▸ Try it:
In the copy you make, keep each entry exactly as it is and leave out all images.

━━━━━━━━

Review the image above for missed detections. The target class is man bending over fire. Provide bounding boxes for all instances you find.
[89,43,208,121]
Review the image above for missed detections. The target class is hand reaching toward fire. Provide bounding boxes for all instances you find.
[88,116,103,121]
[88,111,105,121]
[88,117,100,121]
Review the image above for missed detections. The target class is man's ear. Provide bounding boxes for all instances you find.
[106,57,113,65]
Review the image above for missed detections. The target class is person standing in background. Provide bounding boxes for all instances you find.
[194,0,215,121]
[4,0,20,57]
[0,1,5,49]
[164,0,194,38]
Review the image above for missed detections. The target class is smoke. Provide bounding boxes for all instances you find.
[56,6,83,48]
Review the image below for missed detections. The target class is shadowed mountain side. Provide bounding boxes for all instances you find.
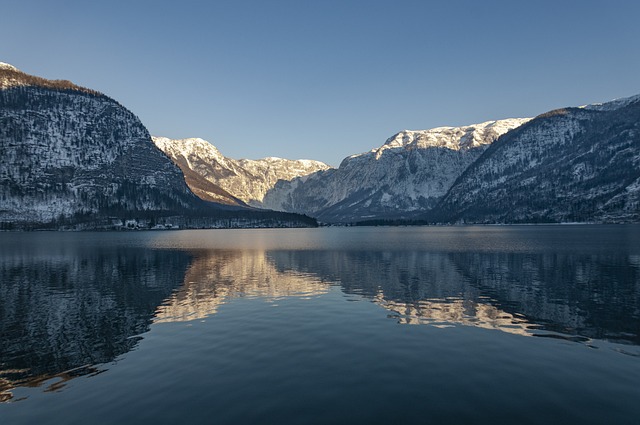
[164,154,248,206]
[428,99,640,223]
[0,65,197,227]
[0,65,318,229]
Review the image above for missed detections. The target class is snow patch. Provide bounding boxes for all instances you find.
[153,136,331,206]
[0,62,19,72]
[581,94,640,111]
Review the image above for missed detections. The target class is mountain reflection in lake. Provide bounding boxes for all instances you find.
[154,250,328,324]
[269,250,640,344]
[1,227,639,424]
[0,239,191,401]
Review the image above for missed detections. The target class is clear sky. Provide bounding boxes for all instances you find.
[2,0,639,166]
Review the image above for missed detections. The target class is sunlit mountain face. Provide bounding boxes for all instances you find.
[0,64,318,230]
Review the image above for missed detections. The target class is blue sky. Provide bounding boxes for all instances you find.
[2,0,639,166]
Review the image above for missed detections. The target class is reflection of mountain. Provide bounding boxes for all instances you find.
[0,245,331,402]
[377,297,532,336]
[450,252,640,344]
[268,250,640,344]
[155,250,328,323]
[3,238,639,403]
[270,250,485,303]
[0,246,191,401]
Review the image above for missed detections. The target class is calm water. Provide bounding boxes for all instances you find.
[1,226,639,424]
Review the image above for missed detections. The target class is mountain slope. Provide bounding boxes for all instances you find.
[0,64,317,229]
[152,136,330,206]
[429,96,640,223]
[262,119,530,222]
[0,63,200,228]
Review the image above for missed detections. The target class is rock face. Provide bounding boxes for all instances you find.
[152,136,330,206]
[429,96,640,223]
[155,120,529,223]
[146,93,640,224]
[146,85,640,225]
[0,64,318,229]
[0,63,198,228]
[13,57,633,226]
[262,119,530,222]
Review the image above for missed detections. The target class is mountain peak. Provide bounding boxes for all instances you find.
[153,136,331,206]
[0,63,100,95]
[152,136,225,162]
[580,94,640,111]
[0,62,19,72]
[378,118,531,155]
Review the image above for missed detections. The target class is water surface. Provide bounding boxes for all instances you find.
[1,226,639,424]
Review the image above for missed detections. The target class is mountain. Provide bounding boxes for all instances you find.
[428,96,640,223]
[0,63,196,228]
[152,136,330,206]
[0,63,317,229]
[156,120,529,224]
[145,93,640,225]
[12,58,633,226]
[262,119,530,222]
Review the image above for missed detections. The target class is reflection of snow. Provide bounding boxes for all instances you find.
[375,295,533,337]
[154,251,329,323]
[154,249,535,339]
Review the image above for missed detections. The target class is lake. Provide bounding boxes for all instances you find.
[1,226,639,424]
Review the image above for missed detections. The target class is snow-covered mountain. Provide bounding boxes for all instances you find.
[155,120,529,223]
[580,94,640,112]
[0,63,200,228]
[7,60,634,226]
[262,118,530,222]
[152,136,330,206]
[429,96,640,223]
[143,93,640,224]
[0,64,317,229]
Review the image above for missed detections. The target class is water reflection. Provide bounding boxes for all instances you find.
[270,250,541,336]
[451,252,640,344]
[155,250,328,323]
[0,245,191,401]
[269,250,640,345]
[1,232,639,402]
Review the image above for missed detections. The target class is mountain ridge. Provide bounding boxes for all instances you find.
[261,118,531,222]
[152,136,330,207]
[427,96,640,223]
[0,63,318,229]
[156,94,639,224]
[2,61,638,226]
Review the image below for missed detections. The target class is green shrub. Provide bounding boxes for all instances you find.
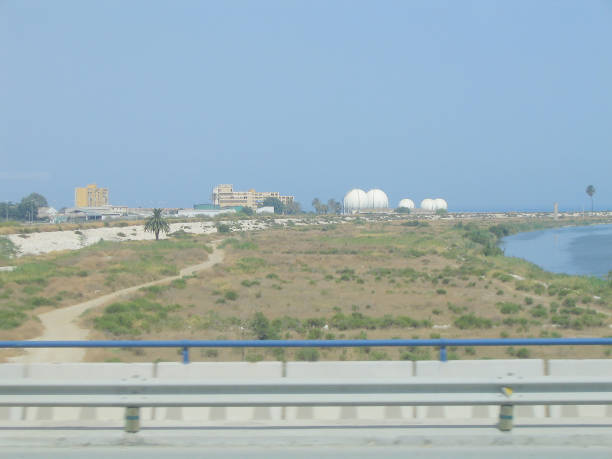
[295,349,319,361]
[530,304,548,318]
[250,312,278,340]
[245,352,264,363]
[497,302,522,314]
[215,223,231,233]
[241,279,260,288]
[400,348,431,361]
[94,298,182,336]
[235,257,266,273]
[0,309,27,329]
[516,348,531,359]
[563,297,577,308]
[170,278,187,289]
[454,314,492,329]
[224,290,238,301]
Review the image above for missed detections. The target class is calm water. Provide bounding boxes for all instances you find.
[500,224,612,278]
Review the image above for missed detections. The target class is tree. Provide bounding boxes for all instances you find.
[144,208,170,240]
[327,198,341,215]
[16,193,48,222]
[262,197,284,214]
[586,185,596,212]
[312,198,322,214]
[284,201,302,215]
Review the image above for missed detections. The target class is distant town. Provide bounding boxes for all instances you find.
[2,183,452,224]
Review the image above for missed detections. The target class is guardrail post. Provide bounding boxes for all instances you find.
[439,345,447,362]
[125,406,140,433]
[182,347,190,364]
[498,404,514,431]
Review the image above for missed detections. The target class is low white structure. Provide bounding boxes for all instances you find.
[177,208,236,218]
[256,206,274,215]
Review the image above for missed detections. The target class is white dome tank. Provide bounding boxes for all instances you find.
[343,189,367,213]
[365,189,389,209]
[434,198,448,210]
[398,198,415,209]
[420,198,435,211]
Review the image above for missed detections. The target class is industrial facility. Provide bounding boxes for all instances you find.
[343,188,390,214]
[343,188,448,214]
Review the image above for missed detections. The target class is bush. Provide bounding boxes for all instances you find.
[241,279,260,288]
[400,348,431,361]
[530,304,548,318]
[454,314,492,329]
[224,290,238,301]
[497,302,522,314]
[516,348,531,359]
[94,298,182,336]
[0,309,28,329]
[295,348,319,361]
[250,312,278,340]
[245,352,264,362]
[215,223,231,233]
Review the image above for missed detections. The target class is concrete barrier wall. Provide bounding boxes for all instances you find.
[548,359,612,418]
[285,361,413,420]
[0,359,609,425]
[155,362,283,422]
[415,360,545,419]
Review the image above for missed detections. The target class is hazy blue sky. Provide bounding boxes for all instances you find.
[1,1,611,211]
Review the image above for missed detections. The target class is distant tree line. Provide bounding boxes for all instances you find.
[261,197,302,215]
[311,198,341,215]
[0,193,48,222]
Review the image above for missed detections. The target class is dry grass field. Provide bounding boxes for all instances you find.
[0,234,212,341]
[79,217,612,362]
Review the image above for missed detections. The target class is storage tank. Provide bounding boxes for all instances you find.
[365,189,389,209]
[343,189,367,213]
[434,198,448,210]
[398,198,415,209]
[420,198,435,211]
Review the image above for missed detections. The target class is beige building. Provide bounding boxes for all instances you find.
[212,184,294,209]
[75,184,109,207]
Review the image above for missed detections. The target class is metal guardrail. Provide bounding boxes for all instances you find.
[1,377,611,432]
[2,338,612,363]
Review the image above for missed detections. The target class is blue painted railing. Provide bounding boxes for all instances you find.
[2,338,612,363]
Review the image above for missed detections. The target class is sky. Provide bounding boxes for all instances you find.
[1,1,611,212]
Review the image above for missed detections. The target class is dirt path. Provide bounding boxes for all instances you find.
[8,243,225,363]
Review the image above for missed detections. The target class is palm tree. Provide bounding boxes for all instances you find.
[586,185,596,212]
[144,208,170,240]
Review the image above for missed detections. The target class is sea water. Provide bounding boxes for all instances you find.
[500,224,612,278]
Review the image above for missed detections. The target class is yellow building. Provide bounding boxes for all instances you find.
[75,184,109,207]
[212,184,294,209]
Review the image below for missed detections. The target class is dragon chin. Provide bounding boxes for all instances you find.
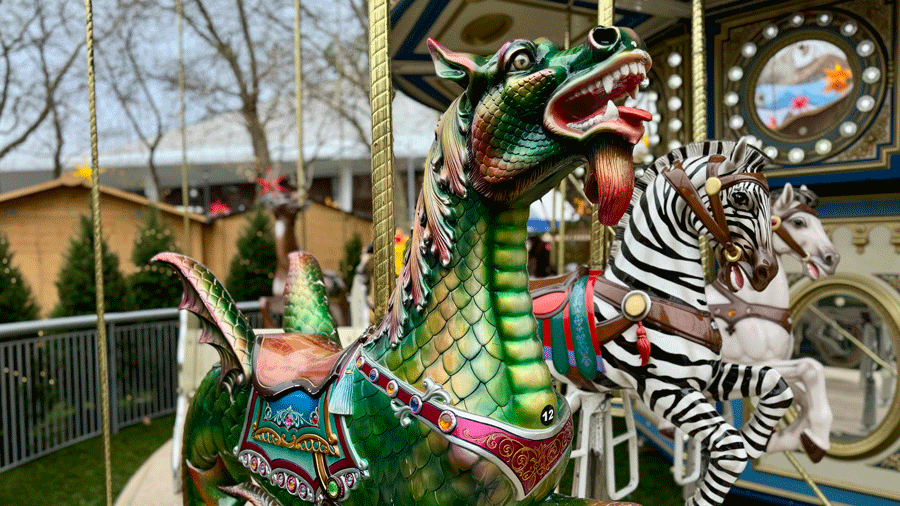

━━━━━━━━

▸ Answer:
Review the image above for missed detections. The target class is man bending over fire. Provide bounding boxes for all instances you find.
[89,43,208,121]
Review the image above for missed detections. The target class is hand reaching toward fire. Provide bounding boxes for all instances you find.
[88,116,103,121]
[88,111,105,121]
[88,117,100,121]
Review the image above for missed detections. The target class is man's ear. Provide bounding boxes for all instances you find.
[106,57,113,65]
Review the image above for missed detections. The target class is person standing in background. Provide bounding boxes for all instances you find.
[194,0,215,121]
[4,0,20,57]
[0,1,5,49]
[164,0,194,38]
Review the image above for missed detections. The target class is smoke. Provide bounding boxes for all instances you find.
[56,6,83,48]
Review the image below for missed detections. The target class is shadowed mountain side. Provide bounding boxes for all instances you find.
[164,154,248,206]
[428,99,640,223]
[0,65,197,227]
[0,65,318,229]
Review the image above for missed detections. The target class is snow patch. Provide bounding boxes for all instances you find.
[153,136,331,206]
[0,62,19,72]
[581,94,640,111]
Review the image above for missed detections. The target class is mountain reflection in lake. Provide bounding boxes for all instances you find.
[154,250,328,324]
[269,250,640,344]
[1,227,639,424]
[0,239,191,401]
Review the image above for missed detections. The target class is clear sky. Provide bounding boxes for all instances you find.
[2,0,639,166]
Review the image above for missed detections. The target class is sunlit mountain face. Provide bounding boxes for all instances you find.
[0,64,318,230]
Review the image above for missed detections. The target class is blue sky. Provide bounding boxes for all instances you find.
[2,0,639,166]
Review the image above for missed detections. The target class is reflection of mountain. Provide bounding boxes for all instances you find.
[0,245,331,402]
[377,297,532,336]
[450,252,640,344]
[268,250,640,344]
[155,250,328,323]
[3,238,639,403]
[270,250,485,303]
[0,246,191,401]
Review the image above for missed detections. The target class is calm water. Provide bounding boxes for all instances you find.
[1,226,639,424]
Review the image above for missed detections. The target class is mountain slope. Provide bounding boxes for all instances you find.
[0,64,317,229]
[152,136,330,206]
[429,96,640,223]
[262,119,530,222]
[0,63,200,228]
Review the image above for missed detections. The target class is rock face. Provide bounding boxes for all instances you find.
[152,136,330,206]
[429,96,640,223]
[155,120,529,223]
[146,93,640,224]
[146,85,640,225]
[0,64,318,229]
[0,63,198,228]
[13,57,633,226]
[262,119,530,222]
Review the image above for missed detections. The target class is mountain peak. Provide bounding boxes for all instances you find.
[153,136,331,206]
[0,63,100,95]
[152,136,225,162]
[580,94,640,111]
[0,62,19,72]
[378,118,531,155]
Review the image above for missed detections. The target class is water surface. Provide bounding boxes for all instances you find.
[1,226,639,424]
Review the image above for missed detections. The target class is mountain. Provide bounding boxes for all instances you find.
[428,96,640,223]
[0,63,196,228]
[152,136,330,206]
[0,63,317,229]
[156,120,529,224]
[145,93,640,225]
[12,58,633,226]
[262,119,530,222]
Review the image above for missed detections. The target class is reflection of snow. Provide bounding boxes for all instances you find.
[375,295,533,337]
[154,251,329,323]
[154,249,535,339]
Review the image above for missed detections. The target class is lake. Provide bounding boxes for all instances you find.
[1,226,639,424]
Review the image above for missed detections. The target class is snow-covered mountain. Provide bounding boxes for all instances you find.
[155,120,529,223]
[580,94,640,112]
[0,63,200,228]
[7,60,634,226]
[262,118,530,222]
[152,136,330,206]
[429,96,640,223]
[143,93,640,224]
[0,64,317,229]
Review the image above for missed detections. The target class is water reflection. Provide bounding boxes for all instances you find.
[270,250,541,336]
[451,252,640,344]
[155,250,328,323]
[0,245,191,401]
[269,250,640,345]
[1,232,639,402]
Review the image above for missed detections. The target class is mountain ridge. Provide bounding boxes for all instances you find.
[261,118,531,222]
[152,136,330,207]
[427,96,640,223]
[0,63,318,229]
[156,94,639,224]
[2,61,638,226]
Review the image below for missed detections. The target class is green shrub. Provide bounding boxes for all instances you find.
[295,349,319,361]
[530,304,548,318]
[250,312,278,340]
[245,352,264,363]
[497,302,522,314]
[215,223,231,233]
[241,279,260,288]
[400,348,431,361]
[94,298,182,336]
[235,257,266,273]
[0,309,27,329]
[516,348,531,359]
[563,297,577,308]
[170,278,187,289]
[454,314,492,329]
[224,290,238,301]
Review the image above for missed detections. The target class is calm water. Provide bounding boxes for all instances you find.
[500,224,612,278]
Review the image above for missed detections. The target class is tree. Provide bounding boxes for all instances you find.
[144,208,170,240]
[327,198,341,215]
[16,193,48,222]
[262,197,284,214]
[586,185,596,212]
[312,198,322,214]
[284,201,302,215]
Review the image above for missed detections. The target class is distant town. Provide bounding boxes for all instances you find.
[2,183,452,224]
Review the image above for missed detections. The target class is guardrail post. Provide bounding boxes for all instances you find.
[439,345,447,362]
[125,406,140,433]
[182,347,190,364]
[498,404,514,431]
Review the image above for missed detections. The target class is low white structure. Provide bounding boxes for all instances you find.
[177,208,236,218]
[256,206,274,215]
Review the image above for missed detections. The target class is white dome tank. Provide bounding boxes for all instances you find.
[343,189,367,213]
[365,189,389,209]
[434,198,448,210]
[398,198,415,209]
[420,198,435,211]
Review the image above for missed detections. The target class is industrial facility. Provide bounding boxes for all instances you find.
[343,188,390,214]
[343,188,448,214]
Review the image above for missed detections. The target class is bush. Provide bounding boxes for all instances you find.
[241,279,260,288]
[400,348,431,361]
[530,304,548,318]
[454,314,492,329]
[224,290,238,301]
[497,302,522,314]
[516,348,531,359]
[94,298,182,336]
[0,309,28,329]
[295,348,319,361]
[250,312,278,340]
[245,352,264,362]
[215,223,231,233]
Review the image above for missed detections. The target class is concrete barrier wall. Provide bounding boxes for all instances you find.
[548,359,612,418]
[285,361,413,420]
[0,359,609,425]
[155,362,283,422]
[415,360,545,419]
Review the image above for missed detections. The target class is hazy blue sky. Provide bounding boxes for all instances you find.
[1,1,611,211]
Review the image above for missed detections. The target class is distant tree line. Provide bounding boxes for all instances you find.
[261,197,302,215]
[311,198,341,215]
[0,193,48,222]
Review the image above for missed detections. The target class is dry grass field. Provide bounding boxes for all instances you find.
[0,234,212,341]
[79,217,612,362]
Review the image above for missed detections. The target class is storage tank. Provide bounding boxes for all instances you find.
[365,189,389,209]
[343,189,367,213]
[434,198,448,210]
[398,198,415,209]
[420,198,435,211]
Review the image above for missed detections. The target class is beige building. Provide bounding boxes for all instances you find.
[212,184,294,209]
[75,184,109,207]
Review the image above for missed detections. The target class is metal guardrail. Provide bounding boxes for all instances you find.
[1,377,611,432]
[2,338,612,363]
Review the image above for missed detections. The target class is blue painted railing. Provide bounding boxes for all instances you find.
[2,338,612,363]
Review the image above for missed detections. The target class is sky. Provide bounding boxes for all instances you find.
[1,1,611,212]
Review the image above for missed detections. The target class is dirt path. Provide bounding boxes for all instances you find.
[8,243,225,363]
Review the image above for missed detections. The target class is palm tree. Provide bounding boxes for all instances you find.
[586,185,596,212]
[144,208,170,240]
Review the image above for missed detections. The target class is sea water. Provide bounding boxes for all instances you find.
[500,224,612,278]
Review the image above for missed detections. The target class is yellow building. Provide bounding boxes for all instances you find.
[75,184,109,207]
[212,184,294,209]
Review the image below for missed detections. The target class is dragon chin. Provide bounding boxes for all instances you find.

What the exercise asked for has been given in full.